SET OF TASKS:
**1)** Answer these questions from the Petpeswick Inlet article.
(a) Which nursing home does the Twin Oaks Waste Water Treatment Plant serve?
(b) What is John Woods's trade?
(c) Which organization operates the plant under contract?
**2)** Reproduce the stretch of the Petpeswick Inlet article from "The Nova Scotia" through "was looking for.".

DOCUMENT EXTRACT:
By Richard Bell
Is the Twin Oaks Waste Water Treatment Plant polluting Petpeswick Inlet? The plant serves Twin Oaks Memorial Hospital, Eastern Shore District High, and the Birches nursing home.
John Woods has been on a long and twisting odyssey through urban and provincial bureaucracies trying to nail down hard evidence about the impact of the plant on the inlet. Woods, an engineer by trade, embarked on this voyage as the chair of the Infrastructure Committee of the Musquodoboit Harbour & Area Chamber of Commerce & Civic Affairs.
The Nova Scotia Health Authority owns the sewage treatment plant. But NSHA has contracted with Halifax Water to operate the plant, in accordance with the Approval to Operate [the plant] issued by Nova Scotia Environment. NSHA initially refused to release the public documents Woods requested about the plant’s operations, telling him he would have to go through the time-consuming FOIPOP (Freedom of Information and Protection of Privacy) process.
But in the end, thanks to help from Councillor David Hendsbee, MLA Kevin Murphy, and a series of emails that reached as high as the Ministers of Environment and Health, Woods started getting the documents he was looking for.

Entries taken from a collection:
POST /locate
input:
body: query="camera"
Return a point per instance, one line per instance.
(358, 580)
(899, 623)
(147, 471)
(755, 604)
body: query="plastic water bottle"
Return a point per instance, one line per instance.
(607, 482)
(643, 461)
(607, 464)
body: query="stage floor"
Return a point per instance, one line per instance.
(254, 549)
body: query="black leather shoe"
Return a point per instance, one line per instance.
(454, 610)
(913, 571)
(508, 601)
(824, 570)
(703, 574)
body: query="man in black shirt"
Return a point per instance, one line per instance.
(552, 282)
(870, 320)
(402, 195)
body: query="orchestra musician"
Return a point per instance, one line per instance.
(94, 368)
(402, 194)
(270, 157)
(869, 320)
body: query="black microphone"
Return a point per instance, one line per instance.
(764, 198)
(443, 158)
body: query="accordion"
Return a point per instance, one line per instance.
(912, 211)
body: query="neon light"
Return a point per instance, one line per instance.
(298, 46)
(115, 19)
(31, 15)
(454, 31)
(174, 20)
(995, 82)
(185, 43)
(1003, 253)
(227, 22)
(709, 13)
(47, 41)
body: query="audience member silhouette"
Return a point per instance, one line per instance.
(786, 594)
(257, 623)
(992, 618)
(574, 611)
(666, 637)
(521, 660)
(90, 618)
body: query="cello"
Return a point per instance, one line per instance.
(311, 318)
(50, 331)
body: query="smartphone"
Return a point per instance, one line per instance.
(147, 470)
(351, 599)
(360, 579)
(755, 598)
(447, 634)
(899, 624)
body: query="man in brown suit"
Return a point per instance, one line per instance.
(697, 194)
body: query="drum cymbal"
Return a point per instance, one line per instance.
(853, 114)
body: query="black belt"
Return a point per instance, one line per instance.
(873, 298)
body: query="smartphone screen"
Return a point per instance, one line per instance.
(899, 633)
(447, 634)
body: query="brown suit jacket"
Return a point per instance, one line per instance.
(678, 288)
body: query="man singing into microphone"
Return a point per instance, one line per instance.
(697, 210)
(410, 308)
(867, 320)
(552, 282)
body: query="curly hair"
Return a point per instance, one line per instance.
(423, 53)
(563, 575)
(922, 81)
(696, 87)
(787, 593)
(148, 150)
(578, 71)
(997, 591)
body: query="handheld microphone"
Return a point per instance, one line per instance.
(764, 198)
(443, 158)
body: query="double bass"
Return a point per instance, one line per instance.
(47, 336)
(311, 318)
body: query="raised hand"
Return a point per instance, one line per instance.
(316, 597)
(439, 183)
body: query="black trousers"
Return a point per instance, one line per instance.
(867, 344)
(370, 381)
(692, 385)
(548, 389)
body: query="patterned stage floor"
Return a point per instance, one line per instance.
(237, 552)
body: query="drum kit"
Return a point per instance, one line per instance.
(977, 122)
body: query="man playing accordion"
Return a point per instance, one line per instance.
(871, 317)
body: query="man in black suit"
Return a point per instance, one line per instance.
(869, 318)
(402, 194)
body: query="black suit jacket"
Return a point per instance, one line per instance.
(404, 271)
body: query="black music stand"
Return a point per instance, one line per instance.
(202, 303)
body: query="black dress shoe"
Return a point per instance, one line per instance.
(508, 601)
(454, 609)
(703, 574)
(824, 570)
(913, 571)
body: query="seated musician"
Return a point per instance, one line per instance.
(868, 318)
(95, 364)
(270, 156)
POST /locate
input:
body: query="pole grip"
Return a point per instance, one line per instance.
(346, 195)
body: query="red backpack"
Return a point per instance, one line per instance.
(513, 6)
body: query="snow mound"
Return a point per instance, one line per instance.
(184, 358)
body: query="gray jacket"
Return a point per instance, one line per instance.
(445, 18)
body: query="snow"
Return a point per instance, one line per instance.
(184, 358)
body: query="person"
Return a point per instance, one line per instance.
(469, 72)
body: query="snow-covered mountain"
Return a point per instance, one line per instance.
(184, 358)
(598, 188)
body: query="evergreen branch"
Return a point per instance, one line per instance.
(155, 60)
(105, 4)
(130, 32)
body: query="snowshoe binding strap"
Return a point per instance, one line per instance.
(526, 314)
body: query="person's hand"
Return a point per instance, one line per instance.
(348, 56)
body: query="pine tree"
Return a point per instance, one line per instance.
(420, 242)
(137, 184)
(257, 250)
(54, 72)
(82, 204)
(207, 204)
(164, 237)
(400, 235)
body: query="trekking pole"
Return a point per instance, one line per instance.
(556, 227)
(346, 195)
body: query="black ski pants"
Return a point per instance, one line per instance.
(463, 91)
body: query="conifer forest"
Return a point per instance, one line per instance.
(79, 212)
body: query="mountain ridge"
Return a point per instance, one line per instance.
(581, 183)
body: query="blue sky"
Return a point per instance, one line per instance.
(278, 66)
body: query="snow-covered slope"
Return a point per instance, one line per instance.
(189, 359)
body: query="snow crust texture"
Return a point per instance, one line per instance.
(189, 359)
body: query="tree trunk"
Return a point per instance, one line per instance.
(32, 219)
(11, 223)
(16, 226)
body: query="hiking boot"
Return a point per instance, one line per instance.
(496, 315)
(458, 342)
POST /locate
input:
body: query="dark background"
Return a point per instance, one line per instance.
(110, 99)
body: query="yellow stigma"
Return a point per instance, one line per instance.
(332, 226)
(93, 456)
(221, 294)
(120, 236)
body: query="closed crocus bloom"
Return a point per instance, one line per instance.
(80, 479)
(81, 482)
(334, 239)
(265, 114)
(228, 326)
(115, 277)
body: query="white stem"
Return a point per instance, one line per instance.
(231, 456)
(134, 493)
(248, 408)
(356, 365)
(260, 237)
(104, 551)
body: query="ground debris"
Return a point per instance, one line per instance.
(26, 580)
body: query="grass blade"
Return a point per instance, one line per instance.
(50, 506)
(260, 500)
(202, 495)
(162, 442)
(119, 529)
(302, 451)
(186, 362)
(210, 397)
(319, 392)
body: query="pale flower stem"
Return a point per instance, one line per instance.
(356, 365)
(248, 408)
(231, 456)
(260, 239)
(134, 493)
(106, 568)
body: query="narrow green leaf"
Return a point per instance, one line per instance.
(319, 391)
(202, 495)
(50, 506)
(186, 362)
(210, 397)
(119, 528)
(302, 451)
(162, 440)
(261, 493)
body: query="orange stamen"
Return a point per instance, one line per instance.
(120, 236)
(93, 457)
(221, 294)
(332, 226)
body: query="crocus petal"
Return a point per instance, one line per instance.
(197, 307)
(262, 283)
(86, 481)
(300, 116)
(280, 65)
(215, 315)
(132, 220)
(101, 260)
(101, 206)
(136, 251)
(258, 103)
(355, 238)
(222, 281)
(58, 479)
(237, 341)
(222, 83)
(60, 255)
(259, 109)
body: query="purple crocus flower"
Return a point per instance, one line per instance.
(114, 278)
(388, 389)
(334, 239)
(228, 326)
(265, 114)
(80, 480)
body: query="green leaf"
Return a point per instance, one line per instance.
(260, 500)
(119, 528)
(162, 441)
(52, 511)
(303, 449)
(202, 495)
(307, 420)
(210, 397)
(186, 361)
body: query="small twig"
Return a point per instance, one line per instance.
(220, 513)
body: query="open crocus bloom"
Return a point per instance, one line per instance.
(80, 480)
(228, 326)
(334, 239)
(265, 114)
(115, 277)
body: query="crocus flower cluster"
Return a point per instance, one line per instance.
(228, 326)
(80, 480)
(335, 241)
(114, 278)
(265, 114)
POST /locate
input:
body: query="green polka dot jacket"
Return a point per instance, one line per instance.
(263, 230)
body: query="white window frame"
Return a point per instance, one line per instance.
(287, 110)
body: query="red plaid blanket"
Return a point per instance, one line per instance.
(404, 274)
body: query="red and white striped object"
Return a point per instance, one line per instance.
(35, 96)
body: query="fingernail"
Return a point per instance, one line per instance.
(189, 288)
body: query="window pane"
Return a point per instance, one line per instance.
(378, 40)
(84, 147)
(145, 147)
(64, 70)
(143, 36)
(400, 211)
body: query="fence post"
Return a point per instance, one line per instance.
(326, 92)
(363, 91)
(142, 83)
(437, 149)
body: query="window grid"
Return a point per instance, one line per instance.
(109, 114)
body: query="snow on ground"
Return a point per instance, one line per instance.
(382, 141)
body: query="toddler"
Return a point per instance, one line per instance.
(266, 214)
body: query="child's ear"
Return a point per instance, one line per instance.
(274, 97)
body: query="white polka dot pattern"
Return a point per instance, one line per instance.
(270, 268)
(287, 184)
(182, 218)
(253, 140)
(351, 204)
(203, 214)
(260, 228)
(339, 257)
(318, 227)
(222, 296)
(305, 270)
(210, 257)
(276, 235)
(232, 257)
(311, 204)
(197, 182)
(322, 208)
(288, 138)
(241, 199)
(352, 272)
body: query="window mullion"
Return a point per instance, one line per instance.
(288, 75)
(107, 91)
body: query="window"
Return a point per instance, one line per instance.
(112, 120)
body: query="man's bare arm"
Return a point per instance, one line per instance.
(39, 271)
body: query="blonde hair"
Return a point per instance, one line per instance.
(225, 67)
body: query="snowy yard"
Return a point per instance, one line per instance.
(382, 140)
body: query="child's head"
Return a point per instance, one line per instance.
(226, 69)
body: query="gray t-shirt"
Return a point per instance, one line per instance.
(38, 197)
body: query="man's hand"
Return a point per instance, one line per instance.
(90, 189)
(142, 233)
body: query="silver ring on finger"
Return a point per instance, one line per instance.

COMPLETED EXERCISE:
**1)**
(a) The Birches
(b) He is an engineer.
(c) Halifax Water

**2)**
The Nova Scotia Health Authority owns the sewage treatment plant. But NSHA has contracted with Halifax Water to operate the plant, in accordance with the Approval to Operate [the plant] issued by Nova Scotia Environment. NSHA initially refused to release the public documents Woods requested about the plant’s operations, telling him he would have to go through the time-consuming FOIPOP (Freedom of Information and Protection of Privacy) process.
But in the end, thanks to help from Councillor David Hendsbee, MLA Kevin Murphy, and a series of emails that reached as high as the Ministers of Environment and Health, Woods started getting the documents he was looking for.